# [Data supplied]

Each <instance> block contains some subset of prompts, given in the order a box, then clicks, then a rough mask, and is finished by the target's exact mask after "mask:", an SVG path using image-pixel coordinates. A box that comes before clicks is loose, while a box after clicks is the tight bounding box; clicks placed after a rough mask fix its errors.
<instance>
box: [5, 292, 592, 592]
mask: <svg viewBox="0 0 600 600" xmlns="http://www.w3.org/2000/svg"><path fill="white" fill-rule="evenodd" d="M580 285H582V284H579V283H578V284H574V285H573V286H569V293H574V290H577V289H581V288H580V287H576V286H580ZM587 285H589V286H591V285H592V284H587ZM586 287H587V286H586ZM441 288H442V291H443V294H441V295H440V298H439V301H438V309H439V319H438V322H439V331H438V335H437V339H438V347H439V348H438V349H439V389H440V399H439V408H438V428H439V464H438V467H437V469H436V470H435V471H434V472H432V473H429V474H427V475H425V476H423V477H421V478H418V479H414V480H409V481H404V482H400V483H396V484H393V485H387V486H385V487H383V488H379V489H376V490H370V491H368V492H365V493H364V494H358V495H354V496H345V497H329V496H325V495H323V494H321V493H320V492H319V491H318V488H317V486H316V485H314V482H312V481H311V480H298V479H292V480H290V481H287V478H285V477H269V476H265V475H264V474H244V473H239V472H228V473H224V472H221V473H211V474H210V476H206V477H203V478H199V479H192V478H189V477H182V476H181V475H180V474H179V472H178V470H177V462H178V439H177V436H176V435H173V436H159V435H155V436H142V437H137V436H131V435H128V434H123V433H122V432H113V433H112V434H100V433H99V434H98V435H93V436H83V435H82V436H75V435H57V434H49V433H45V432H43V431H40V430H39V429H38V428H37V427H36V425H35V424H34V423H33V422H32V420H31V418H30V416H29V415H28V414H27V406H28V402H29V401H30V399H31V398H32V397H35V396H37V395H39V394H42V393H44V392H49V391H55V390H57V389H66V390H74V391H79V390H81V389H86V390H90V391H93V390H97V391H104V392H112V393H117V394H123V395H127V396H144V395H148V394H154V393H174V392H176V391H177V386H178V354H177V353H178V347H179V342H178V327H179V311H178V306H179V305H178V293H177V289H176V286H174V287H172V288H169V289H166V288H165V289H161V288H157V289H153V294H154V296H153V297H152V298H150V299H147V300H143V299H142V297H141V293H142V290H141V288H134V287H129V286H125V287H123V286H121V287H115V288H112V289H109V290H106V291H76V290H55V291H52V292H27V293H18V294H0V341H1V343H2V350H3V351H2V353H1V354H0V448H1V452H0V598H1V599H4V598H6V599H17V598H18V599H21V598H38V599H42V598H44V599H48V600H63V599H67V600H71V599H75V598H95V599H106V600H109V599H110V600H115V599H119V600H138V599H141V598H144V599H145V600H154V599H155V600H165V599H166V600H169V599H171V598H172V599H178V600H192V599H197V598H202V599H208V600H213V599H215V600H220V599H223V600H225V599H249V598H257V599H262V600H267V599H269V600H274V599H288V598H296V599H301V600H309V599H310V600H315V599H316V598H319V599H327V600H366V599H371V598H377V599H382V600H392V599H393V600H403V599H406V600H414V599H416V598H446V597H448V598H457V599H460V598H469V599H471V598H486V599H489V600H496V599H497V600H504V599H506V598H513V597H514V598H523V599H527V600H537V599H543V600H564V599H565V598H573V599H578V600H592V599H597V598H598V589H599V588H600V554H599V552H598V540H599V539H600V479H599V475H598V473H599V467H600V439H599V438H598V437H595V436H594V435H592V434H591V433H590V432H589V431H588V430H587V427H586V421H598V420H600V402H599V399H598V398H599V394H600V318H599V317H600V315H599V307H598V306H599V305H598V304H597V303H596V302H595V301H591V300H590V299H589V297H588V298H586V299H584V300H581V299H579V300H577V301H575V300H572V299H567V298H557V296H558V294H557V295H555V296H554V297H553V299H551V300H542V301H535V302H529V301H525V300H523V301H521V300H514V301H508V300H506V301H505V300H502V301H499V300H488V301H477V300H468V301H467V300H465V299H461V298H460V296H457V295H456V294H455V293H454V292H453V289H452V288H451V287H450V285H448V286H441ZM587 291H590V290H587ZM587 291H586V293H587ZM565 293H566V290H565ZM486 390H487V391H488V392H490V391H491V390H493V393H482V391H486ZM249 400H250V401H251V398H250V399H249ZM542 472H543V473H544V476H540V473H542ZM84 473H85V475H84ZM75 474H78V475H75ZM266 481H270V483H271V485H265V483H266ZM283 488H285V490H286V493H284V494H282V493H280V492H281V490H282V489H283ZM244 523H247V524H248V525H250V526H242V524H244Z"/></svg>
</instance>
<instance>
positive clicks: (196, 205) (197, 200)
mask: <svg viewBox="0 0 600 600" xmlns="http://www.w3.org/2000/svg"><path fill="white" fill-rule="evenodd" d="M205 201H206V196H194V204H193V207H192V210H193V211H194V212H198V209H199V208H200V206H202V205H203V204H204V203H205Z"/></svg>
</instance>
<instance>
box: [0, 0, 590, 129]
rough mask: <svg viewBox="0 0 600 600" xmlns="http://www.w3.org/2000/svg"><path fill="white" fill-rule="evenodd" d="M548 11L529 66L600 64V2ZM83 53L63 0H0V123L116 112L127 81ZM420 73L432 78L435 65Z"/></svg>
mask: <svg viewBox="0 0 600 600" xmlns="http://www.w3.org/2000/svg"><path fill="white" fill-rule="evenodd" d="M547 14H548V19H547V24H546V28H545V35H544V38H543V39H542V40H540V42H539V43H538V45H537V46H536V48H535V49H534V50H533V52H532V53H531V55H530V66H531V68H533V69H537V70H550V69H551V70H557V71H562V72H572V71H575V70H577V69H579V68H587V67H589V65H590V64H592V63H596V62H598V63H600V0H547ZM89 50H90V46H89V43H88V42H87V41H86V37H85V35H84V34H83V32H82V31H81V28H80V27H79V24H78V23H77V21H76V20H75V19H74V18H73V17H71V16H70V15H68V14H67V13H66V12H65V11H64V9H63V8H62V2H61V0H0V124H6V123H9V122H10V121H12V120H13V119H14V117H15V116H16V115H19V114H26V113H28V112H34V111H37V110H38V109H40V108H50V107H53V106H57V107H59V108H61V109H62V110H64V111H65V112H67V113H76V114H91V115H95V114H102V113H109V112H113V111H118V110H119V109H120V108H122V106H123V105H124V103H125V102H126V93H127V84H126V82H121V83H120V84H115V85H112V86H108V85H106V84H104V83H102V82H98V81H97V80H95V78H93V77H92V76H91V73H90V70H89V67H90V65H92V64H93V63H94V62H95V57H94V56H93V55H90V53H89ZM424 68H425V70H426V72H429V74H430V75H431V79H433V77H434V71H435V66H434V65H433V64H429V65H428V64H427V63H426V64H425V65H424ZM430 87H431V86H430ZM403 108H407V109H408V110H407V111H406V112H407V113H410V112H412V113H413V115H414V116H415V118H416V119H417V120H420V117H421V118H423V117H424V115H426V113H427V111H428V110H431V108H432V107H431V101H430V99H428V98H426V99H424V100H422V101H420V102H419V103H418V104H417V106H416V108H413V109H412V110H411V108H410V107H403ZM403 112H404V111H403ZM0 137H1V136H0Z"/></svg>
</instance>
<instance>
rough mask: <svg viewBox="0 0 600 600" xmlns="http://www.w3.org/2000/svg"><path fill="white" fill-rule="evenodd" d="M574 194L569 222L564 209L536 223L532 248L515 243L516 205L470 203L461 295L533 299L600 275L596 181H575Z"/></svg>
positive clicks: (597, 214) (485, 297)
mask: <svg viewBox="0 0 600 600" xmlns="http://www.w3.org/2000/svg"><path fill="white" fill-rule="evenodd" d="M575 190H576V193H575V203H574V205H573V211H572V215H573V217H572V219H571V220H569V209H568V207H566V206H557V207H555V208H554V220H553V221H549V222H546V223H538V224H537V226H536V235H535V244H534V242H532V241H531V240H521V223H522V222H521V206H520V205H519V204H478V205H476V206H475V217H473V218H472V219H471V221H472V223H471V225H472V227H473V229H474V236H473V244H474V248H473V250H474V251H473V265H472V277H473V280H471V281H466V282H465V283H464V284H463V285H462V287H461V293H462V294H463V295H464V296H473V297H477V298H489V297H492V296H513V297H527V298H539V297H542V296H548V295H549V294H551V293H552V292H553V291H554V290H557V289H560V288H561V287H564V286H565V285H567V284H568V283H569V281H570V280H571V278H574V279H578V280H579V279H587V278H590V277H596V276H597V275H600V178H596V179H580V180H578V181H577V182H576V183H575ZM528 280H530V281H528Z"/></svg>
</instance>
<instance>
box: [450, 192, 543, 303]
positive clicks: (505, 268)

# [Request]
Find each line in the entries above that contains the word "rough", and copy those lines. Match case exactly.

# [Answer box]
Each <instance> block contains some subset of prompts, given in the order a box, then clicks, then a rough mask, and is finished by the target's exact mask after "mask:", an SVG path using image-pixel coordinates. A box that comes before clicks is loose, while a box after clicks is the tight bounding box; clicks placed after a rough mask fix its errors.
rough mask: <svg viewBox="0 0 600 600" xmlns="http://www.w3.org/2000/svg"><path fill="white" fill-rule="evenodd" d="M548 11L529 66L600 64V2ZM83 53L63 0H0V123L116 112L127 81ZM420 73L432 78L435 65Z"/></svg>
rough mask: <svg viewBox="0 0 600 600" xmlns="http://www.w3.org/2000/svg"><path fill="white" fill-rule="evenodd" d="M574 194L569 222L564 209L536 223L532 248L515 243L516 205L470 203L461 295L533 299L600 275L596 181H575Z"/></svg>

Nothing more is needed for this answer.